:: Set problem ::
Extract each line of the material that follows exactly and omit its pictures.
━━ Dataset rows
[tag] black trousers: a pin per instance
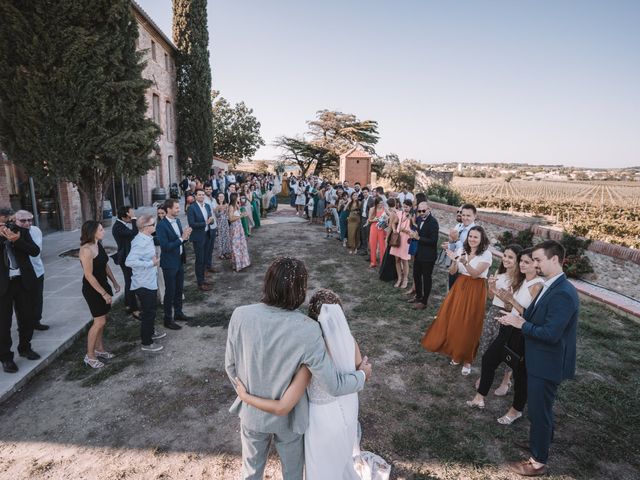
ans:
(173, 285)
(364, 236)
(130, 301)
(38, 301)
(422, 279)
(492, 359)
(199, 250)
(16, 297)
(148, 302)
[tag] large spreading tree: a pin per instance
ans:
(72, 98)
(236, 131)
(193, 76)
(330, 134)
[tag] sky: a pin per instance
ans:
(531, 81)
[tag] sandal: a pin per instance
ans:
(474, 404)
(93, 362)
(502, 390)
(106, 355)
(507, 420)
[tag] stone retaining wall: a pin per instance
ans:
(615, 268)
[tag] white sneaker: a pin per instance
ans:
(152, 348)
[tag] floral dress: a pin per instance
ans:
(240, 251)
(223, 238)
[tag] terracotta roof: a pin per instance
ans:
(152, 24)
(356, 152)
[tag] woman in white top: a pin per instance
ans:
(508, 275)
(332, 439)
(494, 355)
(456, 329)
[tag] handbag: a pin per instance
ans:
(514, 349)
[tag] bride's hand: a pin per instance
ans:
(240, 390)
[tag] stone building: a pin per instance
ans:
(355, 166)
(59, 208)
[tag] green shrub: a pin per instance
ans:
(439, 192)
(524, 238)
(576, 263)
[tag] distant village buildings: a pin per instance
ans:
(58, 208)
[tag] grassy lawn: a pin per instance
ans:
(165, 415)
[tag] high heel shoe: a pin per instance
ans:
(502, 390)
(507, 420)
(475, 404)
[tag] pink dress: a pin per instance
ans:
(402, 251)
(240, 252)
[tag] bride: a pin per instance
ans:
(332, 440)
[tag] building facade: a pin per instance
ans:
(59, 208)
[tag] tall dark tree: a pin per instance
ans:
(72, 105)
(195, 124)
(236, 131)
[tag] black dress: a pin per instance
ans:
(388, 272)
(96, 302)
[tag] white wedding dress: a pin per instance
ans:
(332, 441)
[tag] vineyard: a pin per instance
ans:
(607, 211)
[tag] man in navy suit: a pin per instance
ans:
(171, 238)
(549, 329)
(200, 218)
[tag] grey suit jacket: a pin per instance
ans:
(265, 347)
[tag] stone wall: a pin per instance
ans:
(617, 273)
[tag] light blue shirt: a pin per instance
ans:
(140, 260)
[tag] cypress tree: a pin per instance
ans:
(193, 76)
(72, 104)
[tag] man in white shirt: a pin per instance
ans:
(405, 194)
(213, 229)
(25, 220)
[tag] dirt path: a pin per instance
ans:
(165, 416)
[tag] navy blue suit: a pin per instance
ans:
(550, 356)
(200, 238)
(172, 264)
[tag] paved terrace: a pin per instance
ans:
(66, 311)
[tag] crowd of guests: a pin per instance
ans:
(221, 213)
(399, 230)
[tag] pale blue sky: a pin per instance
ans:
(542, 82)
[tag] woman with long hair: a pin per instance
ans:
(519, 301)
(96, 289)
(401, 252)
(507, 276)
(353, 223)
(456, 330)
(240, 251)
(377, 218)
(223, 238)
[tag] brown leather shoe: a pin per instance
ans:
(527, 469)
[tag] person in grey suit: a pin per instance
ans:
(549, 327)
(277, 339)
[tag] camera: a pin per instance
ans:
(13, 226)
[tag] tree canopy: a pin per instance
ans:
(193, 77)
(72, 98)
(330, 134)
(236, 131)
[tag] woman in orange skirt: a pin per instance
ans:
(456, 330)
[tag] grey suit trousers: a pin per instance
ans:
(255, 450)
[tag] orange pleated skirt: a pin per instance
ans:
(456, 330)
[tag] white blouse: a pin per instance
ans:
(523, 295)
(486, 257)
(502, 281)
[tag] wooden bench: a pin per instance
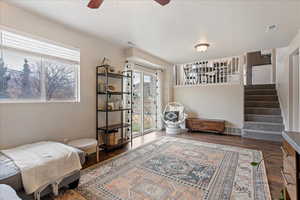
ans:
(209, 125)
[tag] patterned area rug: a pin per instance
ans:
(177, 169)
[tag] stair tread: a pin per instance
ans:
(269, 95)
(258, 115)
(261, 108)
(262, 101)
(266, 132)
(264, 123)
(259, 85)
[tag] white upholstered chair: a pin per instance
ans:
(174, 118)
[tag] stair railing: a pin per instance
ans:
(218, 71)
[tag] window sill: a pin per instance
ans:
(38, 102)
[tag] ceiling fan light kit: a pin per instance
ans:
(94, 4)
(202, 47)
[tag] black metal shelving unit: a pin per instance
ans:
(125, 128)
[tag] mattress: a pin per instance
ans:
(10, 174)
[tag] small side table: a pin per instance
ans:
(88, 145)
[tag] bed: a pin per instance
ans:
(11, 175)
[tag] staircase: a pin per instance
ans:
(262, 113)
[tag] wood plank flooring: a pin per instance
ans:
(273, 163)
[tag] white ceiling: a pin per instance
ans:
(230, 26)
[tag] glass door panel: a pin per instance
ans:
(150, 96)
(137, 105)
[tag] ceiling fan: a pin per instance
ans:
(97, 3)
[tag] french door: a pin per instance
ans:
(145, 96)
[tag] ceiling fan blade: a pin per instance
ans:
(163, 2)
(95, 3)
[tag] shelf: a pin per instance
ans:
(117, 110)
(114, 126)
(114, 75)
(114, 93)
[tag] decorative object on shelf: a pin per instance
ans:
(101, 87)
(174, 118)
(110, 106)
(111, 69)
(105, 61)
(119, 100)
(111, 88)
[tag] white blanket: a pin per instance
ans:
(44, 163)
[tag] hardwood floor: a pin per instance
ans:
(273, 162)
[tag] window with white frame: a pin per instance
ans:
(37, 71)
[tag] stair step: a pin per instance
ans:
(264, 126)
(262, 111)
(260, 92)
(261, 98)
(263, 86)
(262, 135)
(263, 118)
(266, 104)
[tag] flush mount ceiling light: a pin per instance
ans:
(94, 4)
(202, 47)
(272, 27)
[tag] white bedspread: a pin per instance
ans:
(44, 163)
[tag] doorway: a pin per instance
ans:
(145, 94)
(294, 99)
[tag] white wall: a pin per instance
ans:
(24, 123)
(224, 102)
(284, 81)
(262, 74)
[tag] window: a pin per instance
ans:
(37, 71)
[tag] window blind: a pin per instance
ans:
━━━━
:: Result of this exercise ::
[tag] black trousers: a pin per instance
ans:
(173, 285)
(364, 236)
(130, 301)
(38, 301)
(422, 279)
(492, 359)
(199, 250)
(16, 297)
(148, 302)
[tag] large spreading tree: a pin per instance
ans:
(72, 98)
(236, 131)
(193, 76)
(330, 134)
[tag] sky: a pin per instance
ans:
(531, 81)
[tag] sandal: a pin per instance
ans:
(474, 404)
(93, 362)
(502, 390)
(106, 355)
(507, 420)
[tag] stone retaining wall: a pin per instance
ans:
(615, 268)
[tag] white sneaker: a pin per instance
ans:
(152, 348)
[tag] floral dress: a pin per instance
ans:
(240, 251)
(223, 238)
[tag] terracotta roof: a pin per instance
ans:
(152, 24)
(356, 152)
[tag] woman in white top: a pin per instance
ans:
(508, 275)
(332, 439)
(494, 355)
(456, 329)
[tag] handbag: a pin per instance
ans:
(514, 349)
[tag] bride's hand: a pin per instance
ans:
(240, 390)
[tag] stone building: a pin per instance
ans:
(355, 166)
(59, 208)
[tag] green shrub: a pin per instance
ans:
(439, 192)
(524, 238)
(576, 263)
[tag] distant village buildings: a pin per instance
ans:
(58, 208)
[tag] grassy lawn: a pin per instance
ans:
(165, 415)
[tag] high heel shoe: a pin per instance
ans:
(502, 390)
(507, 420)
(475, 404)
[tag] pink dress: a pin per instance
ans:
(402, 251)
(240, 252)
[tag] bride: a pin per instance
ans:
(332, 440)
[tag] building facade: a pin per instance
ans:
(59, 208)
[tag] tall dark tree: a pin per instance
ans:
(72, 105)
(195, 124)
(236, 131)
[tag] black dress: a pin per instance
ans:
(388, 272)
(96, 302)
[tag] white wedding dress: a pin per instance
ans:
(332, 441)
[tag] vineyard: a pin per instance
ans:
(607, 211)
[tag] man in navy suit: a pin per instance
ans:
(171, 238)
(549, 329)
(200, 218)
[tag] grey suit jacket: a pin per instance
ans:
(265, 347)
[tag] stone wall: a pin per instance
ans:
(617, 273)
[tag] light blue shirt: a pin per instance
ans:
(140, 260)
[tag] cypress tree: a pin per instance
ans:
(193, 76)
(72, 104)
[tag] man in white shirt: a pin per instance
ans:
(405, 194)
(213, 229)
(25, 220)
[tag] dirt path: a pin per instance
ans:
(165, 416)
[tag] navy blue suit: a pin per instance
ans:
(550, 356)
(200, 238)
(172, 264)
[tag] paved terrace: a pin per instance
ans:
(66, 311)
[tag] crowd of guests: a pin per instance
ans:
(221, 213)
(399, 230)
[tag] pale blue sky: a pin per instance
ans:
(542, 82)
[tag] woman with long hair: a pin per instance
ans:
(519, 301)
(96, 289)
(401, 252)
(507, 276)
(353, 223)
(456, 330)
(240, 251)
(377, 218)
(223, 238)
[tag] brown leather shoe: a pin per instance
ans:
(527, 469)
[tag] person in grey suit: a pin per instance
ans:
(549, 327)
(277, 339)
[tag] camera: a pin per instance
ans:
(13, 226)
[tag] tree canopy: a pin per instance
ans:
(193, 77)
(72, 98)
(330, 134)
(236, 131)
[tag] woman in orange skirt: a pin per instance
ans:
(456, 330)
[tag] grey suit trousers: a pin per instance
ans:
(255, 450)
[tag] orange pleated skirt: a pin per instance
ans:
(456, 330)
[tag] white blouse: a pin per instance
ans:
(523, 295)
(486, 257)
(502, 281)
[tag] wooden bench: a pin per instance
ans:
(209, 125)
[tag] patterned area rug: a pin per instance
ans:
(177, 169)
[tag] stair tread: a pin per instance
ans:
(269, 95)
(258, 115)
(261, 108)
(262, 101)
(266, 132)
(264, 123)
(259, 85)
[tag] white upholstered chair: a pin per instance
ans:
(174, 118)
[tag] stair railing: a pin per instance
ans:
(218, 71)
[tag] window sill: a pin per instance
ans:
(38, 102)
[tag] ceiling fan light kit: a pin per instance
ans:
(94, 4)
(202, 47)
[tag] black metal shelving unit: a pin per instance
ans:
(125, 128)
[tag] mattress: a pin per instance
ans:
(10, 174)
[tag] small side table: a pin per instance
ans:
(88, 145)
[tag] bed: a pin per instance
ans:
(11, 175)
[tag] staircase: a pin per instance
ans:
(262, 113)
[tag] wood plank flooring: a pin per instance
ans:
(273, 163)
[tag] white ceiling: a pin per instance
ans:
(230, 26)
[tag] glass door panel: a pin per instance
ans:
(150, 96)
(137, 105)
[tag] ceiling fan: a pin per instance
ans:
(97, 3)
[tag] french door: a pin per instance
ans:
(145, 96)
[tag] ceiling fan blade: a pin per instance
ans:
(163, 2)
(95, 3)
[tag] shelf: a pin per instance
ans:
(117, 110)
(114, 126)
(114, 75)
(114, 93)
[tag] decorative object on shelf: a pin per instance
ans:
(101, 87)
(174, 118)
(110, 106)
(111, 69)
(105, 61)
(119, 100)
(111, 88)
[tag] white blanket: a pin per instance
ans:
(44, 163)
[tag] hardwood floor: a pin per instance
ans:
(273, 162)
[tag] window with white frame: a pin per instance
ans:
(37, 71)
[tag] stair step: a pin per instance
ans:
(264, 126)
(262, 111)
(260, 92)
(261, 98)
(263, 86)
(262, 135)
(263, 118)
(266, 104)
[tag] flush mount ceiling light: a pin per instance
ans:
(94, 4)
(202, 47)
(272, 27)
[tag] white bedspread: a pin per instance
ans:
(44, 163)
[tag] doorway: a pin per instance
ans:
(145, 94)
(294, 99)
[tag] white wall: a pin per instance
ans:
(24, 123)
(224, 102)
(284, 81)
(262, 74)
[tag] window: a pin per instance
ans:
(37, 71)
[tag] window blind: a pin per instance
ans:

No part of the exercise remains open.